*** SUPPLIED PASSAGE ***
GAGs constitute a considerable fraction of glycoconjugates found on cellular membranes and in the extracellular matrix of virtually all mammalian tissues. Their ability to bind proteins (Capila and Linhardt, 2002) play important roles of cellular response in development, homeostasis, and disease. Hyaluronic acid (hyaluronan) (Herrera-Gayol and Jothy, 2001) exerts its biological effects through the binding with cell surface receptors, CD44 (Ahrens et al., 2001) and the receptor for hyaluronan-mediated motility. These interactions work on motility and angiogenesis of endothelial cells (Savani et al., 2001) and as mediators of human malignant mesothelioma cells (Asplund and Heldin, 1994), astrocytomas cells (Akiyama et al., 2001), and breast cancer cells (Assmann et al., 1998). Heparin (Lever and Page, 2002) and heparan sulfate (Sasisekharan et al., 2002) play a central role in regulating biological processes and molecules through the interactions with many proteins, including growth factors, adhesion molecules, cytokines, and extracellular matrix proteins. As an example, heparan sulfate binds to a wide variety of signaling molecules related to tumor development, such as fibroblast growth factor (FGF), vascular endothelial growth factor, transforming growth factor β and platelet-derived growth factor (Sasisekharan et al., 2002). For example, FGF-2 is a potent mitogen that stimulates proliferation, migration, and differentiation of cells as a potent angiogenic factor abundant in normal and malignant cells. FGF-2 has a strong affinity for heparin and heparin-like cell surface receptors that possess intrinsic tyrosine kinase activity (Wang et al., 1997).

The structure of AS is composed of IdoA2SO3 GlcNAc and structurally resembles the heparin/heparan sulfate family of GAGs based on its alternating α1 → 4 linkage and its IdoA2SO3 residue. It is also similar to hyaluronan in the aspect of containing a GlcNAc residue and having a relatively low charge density. IdoA is a uniquely conformationally flexible saccharide residue and appears to play a key role in binding of IdoA containing GAGs to a variety of proteins in cells (Westergren-Thorsson et al., 1991). Although AS is obtained from an invertebrate, its diverse pharmacological activities in mammalian systems may result from its interactions with a wide variety of proteins under physiological conditions. AS shows no cytotoxicity toward various cell types and in vivo, whereas it inhibits the growth of tumor-induced LLC-bearing C57BL/6 mice.

Cell-binding and immunofluorescence assays demonstrate that AS adheres to cell surface proteins in a dose- and time-dependent fashion. Biotinylation of tumor cell surface and AS affinity fractionation of cell lysates demonstrate that although many proteins interact with AS as detected on SDS–PAGE with silver staining, only two biotinylated proteins (~52 and 110 kDa) were detected in the high (1.0 M) salt fraction by western blotting. ESI Q-TOF MS demonstrated that the larger one of these two proteins was nucleolin. The use of antinucleolin antibody confirmed its identity.
*** DATA BLOCK ***
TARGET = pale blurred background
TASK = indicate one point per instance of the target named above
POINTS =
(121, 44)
***
## TASK LIST
a: Translate into Spanish this sentence from the passage on GAG–protein binding: "Cell-binding and immunofluorescence assays demonstrate that AS adheres to cell surface proteins in a dose- and time-dependent fashion."
b: According to the passage on GAG–protein binding, what did ESI Q-TOF MS identify as the larger of the two biotinylated proteins found in the high-salt fraction?

## ANSWERS
a: Los ensayos de unión celular y de inmunofluorescencia demuestran que el AS se adhiere a las proteínas de la superficie celular de manera dependiente de la dosis y del tiempo.

b: Nucleolin.